**DIRECTIVE 1**
According to the article on federal trade secret legislation, which senators introduced the Defend Trade Secrets Act of 2014?
**DIRECTIVE 2**
Please continue the article on federal trade secret legislation from where it stops.

**DOCUMENT TEXT**

+===+

Edward H. Pappas is chairman and member of Dickinson Wright PLLC in Troy, Mich. Mr. Pappas is lead counsel with significant litigation, trial, appellate and arbitration experience in all types of business and commercial cases in federal and state courts.

Daniel D. Quick is a member of Dickinson Wright in Troy, Mich. As lead counsel for Universal Music Group and related artists (including Lady Gaga, Sheryl Crow, Mary J. Blige and Dr. Dre), Mr. Quick has prevailed in copyright claims, commercial disputes and defamation actions in myriad states.

Max A. Aidenbaum is a law clerk, bar admission pending, at Dickinson Wright in Detroit, Mich. He received his J.D., cum laude, from the University of Michigan Law School in 2014.

Pending bipartisan legislation might finally usher trade secrets into the domain of federal intellectual property protection occupied by trademarks, patents and copyrights. Whether that is a good thing is a subject of much debate.

Proposed Legislation

In April, the proposed Defend Trade Secrets Act of 2014 (DTSA) (S. 2267) was introduced in the Senate by Chris Coons (D-Del.) and Orrin Hatch (R-Utah), followed in July by a similar House bill--the Trade Secret Protection Act of 2014 (TSPA) (H.R. 5233)--sponsored by George Holding (R-N.C.).

The TSPA would amend the Economic Espionage Act of 1996 (EEA) to create a private federal cause of action for “misappropriation of a trade secret that is related to a product or service used in, or intended for use in, interstate or foreign commerce.” The DTSA would further extend to violations of 18 U.S.C. §§ 1831(a) and 1832(a), which involve economic espionage and trade secret theft, respectively.

The EEA, which is presently limited to criminal offenses, was invoked by the Department of Justice in only 25 trade secret theft cases in 2013.1 The pending legislation, however, could substantially broaden the scope of federal trade secret protection. The bills resemble the Uniform Trade Secrets Act, which has been adopted in some form by 48 states since its introduction in 1979 by the National Conference of Commissioners on Uniform State Laws. Specifically, the DTSA and TSPA borrow the UTSA’s definitions of trade secret and misappropriation, while also offering largely congruent remedies for trade secret owners (e.g., affirmative and negative injunctions, damages for actual loss and unjust enrichment, reasonable royalties, punitive damages and attorney’s fees).

+===+

**ITEMS**
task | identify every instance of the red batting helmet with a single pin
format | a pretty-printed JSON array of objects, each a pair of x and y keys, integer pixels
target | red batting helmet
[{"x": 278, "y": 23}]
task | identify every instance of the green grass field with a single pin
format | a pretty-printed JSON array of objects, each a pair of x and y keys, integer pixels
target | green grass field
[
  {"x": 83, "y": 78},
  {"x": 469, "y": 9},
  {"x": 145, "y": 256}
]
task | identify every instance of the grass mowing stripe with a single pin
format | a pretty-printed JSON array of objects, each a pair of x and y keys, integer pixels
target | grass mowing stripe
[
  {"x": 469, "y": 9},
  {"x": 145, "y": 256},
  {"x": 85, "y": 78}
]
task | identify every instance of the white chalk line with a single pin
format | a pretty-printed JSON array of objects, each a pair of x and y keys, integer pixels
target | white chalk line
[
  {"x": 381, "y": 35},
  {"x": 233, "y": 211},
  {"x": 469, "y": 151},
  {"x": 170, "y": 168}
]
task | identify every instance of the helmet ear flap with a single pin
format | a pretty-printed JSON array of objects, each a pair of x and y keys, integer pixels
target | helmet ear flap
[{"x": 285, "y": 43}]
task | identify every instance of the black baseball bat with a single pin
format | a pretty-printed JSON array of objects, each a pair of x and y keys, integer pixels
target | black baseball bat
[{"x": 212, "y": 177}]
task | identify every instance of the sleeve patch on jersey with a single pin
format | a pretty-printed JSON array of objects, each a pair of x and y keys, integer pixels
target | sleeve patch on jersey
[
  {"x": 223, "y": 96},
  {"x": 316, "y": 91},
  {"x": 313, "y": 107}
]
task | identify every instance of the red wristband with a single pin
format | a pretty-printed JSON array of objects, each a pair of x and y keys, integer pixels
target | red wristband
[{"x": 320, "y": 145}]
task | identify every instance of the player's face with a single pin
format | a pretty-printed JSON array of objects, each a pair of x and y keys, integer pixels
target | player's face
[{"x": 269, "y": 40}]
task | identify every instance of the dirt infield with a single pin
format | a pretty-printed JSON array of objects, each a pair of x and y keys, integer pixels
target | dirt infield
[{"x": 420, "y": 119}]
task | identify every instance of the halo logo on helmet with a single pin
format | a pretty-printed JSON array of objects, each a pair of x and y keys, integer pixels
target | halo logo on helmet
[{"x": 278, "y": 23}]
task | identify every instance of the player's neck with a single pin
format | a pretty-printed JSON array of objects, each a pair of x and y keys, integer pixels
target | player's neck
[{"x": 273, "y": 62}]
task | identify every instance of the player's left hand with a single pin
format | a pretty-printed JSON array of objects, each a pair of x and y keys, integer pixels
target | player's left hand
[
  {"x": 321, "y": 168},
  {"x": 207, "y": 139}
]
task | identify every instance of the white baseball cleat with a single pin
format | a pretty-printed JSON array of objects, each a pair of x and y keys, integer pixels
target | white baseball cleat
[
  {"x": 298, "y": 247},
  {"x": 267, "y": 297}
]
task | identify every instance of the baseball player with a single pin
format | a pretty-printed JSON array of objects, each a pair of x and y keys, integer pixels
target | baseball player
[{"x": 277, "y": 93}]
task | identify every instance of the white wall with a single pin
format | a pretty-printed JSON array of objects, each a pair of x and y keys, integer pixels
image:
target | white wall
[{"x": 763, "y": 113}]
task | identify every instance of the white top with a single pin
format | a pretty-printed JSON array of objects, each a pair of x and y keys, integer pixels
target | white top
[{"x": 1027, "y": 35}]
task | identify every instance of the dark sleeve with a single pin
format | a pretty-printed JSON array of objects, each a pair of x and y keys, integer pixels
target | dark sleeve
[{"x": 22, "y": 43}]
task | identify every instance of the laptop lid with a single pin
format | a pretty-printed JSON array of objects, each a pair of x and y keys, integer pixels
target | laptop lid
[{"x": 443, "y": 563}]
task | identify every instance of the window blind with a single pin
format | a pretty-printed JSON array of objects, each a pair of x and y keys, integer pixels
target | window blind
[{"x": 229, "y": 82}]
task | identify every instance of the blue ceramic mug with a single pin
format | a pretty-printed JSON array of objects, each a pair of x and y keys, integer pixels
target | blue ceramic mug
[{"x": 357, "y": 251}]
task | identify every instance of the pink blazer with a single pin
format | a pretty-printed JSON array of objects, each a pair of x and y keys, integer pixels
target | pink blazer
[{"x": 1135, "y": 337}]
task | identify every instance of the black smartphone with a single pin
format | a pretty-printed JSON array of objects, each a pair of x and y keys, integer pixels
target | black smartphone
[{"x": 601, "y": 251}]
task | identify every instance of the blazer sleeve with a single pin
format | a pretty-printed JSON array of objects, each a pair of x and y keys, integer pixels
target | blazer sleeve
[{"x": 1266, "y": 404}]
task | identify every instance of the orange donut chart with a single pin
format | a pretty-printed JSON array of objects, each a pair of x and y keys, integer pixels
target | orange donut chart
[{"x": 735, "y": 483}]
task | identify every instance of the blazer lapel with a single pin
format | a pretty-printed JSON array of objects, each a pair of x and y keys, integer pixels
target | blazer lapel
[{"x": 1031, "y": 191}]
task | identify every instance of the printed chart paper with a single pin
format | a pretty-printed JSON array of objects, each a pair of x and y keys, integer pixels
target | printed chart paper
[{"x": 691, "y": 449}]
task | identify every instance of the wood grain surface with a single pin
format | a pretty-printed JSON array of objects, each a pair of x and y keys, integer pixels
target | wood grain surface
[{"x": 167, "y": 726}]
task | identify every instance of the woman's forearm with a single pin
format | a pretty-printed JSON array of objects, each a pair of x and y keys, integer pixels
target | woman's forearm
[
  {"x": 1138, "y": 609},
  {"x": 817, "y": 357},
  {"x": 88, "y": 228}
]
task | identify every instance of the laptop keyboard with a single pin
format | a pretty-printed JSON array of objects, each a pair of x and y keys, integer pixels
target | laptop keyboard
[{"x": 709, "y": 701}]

+===+

**RESPONSE 1**
Chris Coons (D-Del.) and Orrin Hatch (R-Utah).

**RESPONSE 2**
Advantages for Trade Secret Owners

Beyond opening the doors of federal court to non-diverse trade secret litigants, the proposed legislation stands to equip trade secret owners with new--potentially potent--legal advantages. First, the DTSA and TSPA provide for treble damages in cases involving willful or malicious misappropriation, while the UTSA only permits damages up to twice the amount awarded for actual loss and unjust enrichment in such cases. Furthermore, the bills would establish a five-year statute of limitations (running from the date of the misappropriation’s discovery), as compared to the UTSA’s prescribed period of three years.

Most remarkably, the proposed legislation authorizes federal courts to issue ex parte orders--where necessary to prevent irreparable harm--for the preservation of evidence and the seizure of property used in the commission of a violation. Thus, trade secret owners would be afforded relief similar to that provided by the Lanham Act, which authorizes seizure orders in civil actions involving counterfeit marks. Because modern trade secret litigation often involves electronically stored data, the need to preserve evidence can be pressing. This need may be better served by the proposed federal procedure than the UTSA’s provisions for preliminary injunctions and temporary restraining orders. The efficacy of the remedy, however, may depend on which bill (if any) ultimately becomes law; unlike the DTSA, the TSPA sharply limits the availability of seizure orders. For example, the TSPA requires the applicant to demonstrate clearly by specific facts that “the applicant is likely to succeed in showing that the person against whom seizure would be ordered misappropriated the trade secret, or conspired to use improper means to misappropriate the trade secrets, and is in possession of the trade secret.” Moreover, any such order must “be accompanied by an order protecting the property from disclosure by restricting the access of the applicant,” in order to “prevent undue damage to the party against whom the order has issued or others.”

Little Hope for Uniformity

Notwithstanding this divergence, the leaders of the bicameral effort have been consonant in emphasizing the need for federal law protection of trade secrets. Proponents contend that a federal scheme will produce the uniformity envisioned--but not accomplished--by the UTSA’s drafters. Although the UTSA has been widely adopted, discrepancies in states’ particular codification and judicial interpretation have undermined the uniformity it contemplates. Displacing this piecemeal state law approach with a federal regime would presumably curb forum-shopping, promote certainty in litigation and allow companies to establish a single, consistent nondisclosure policy to apply in their dealings throughout the U.S.

Unfortunately, there is reason to believe that at least some of these ostensible benefits will not be realized even if the proposed legislation passes: the DTSA and TSPA both expressly provide that they would not preempt any other provisions of law, thereby leaving current state law causes of action intact. In fact, because the UTSA purports to displace state common law remedies for misappropriation, the bills may open federal courts to various state law claims that are barred in the respective state courts. Thus, the pending legislation’s passing could be a Pyrrhic victory in the effort to harmonize trade secret law.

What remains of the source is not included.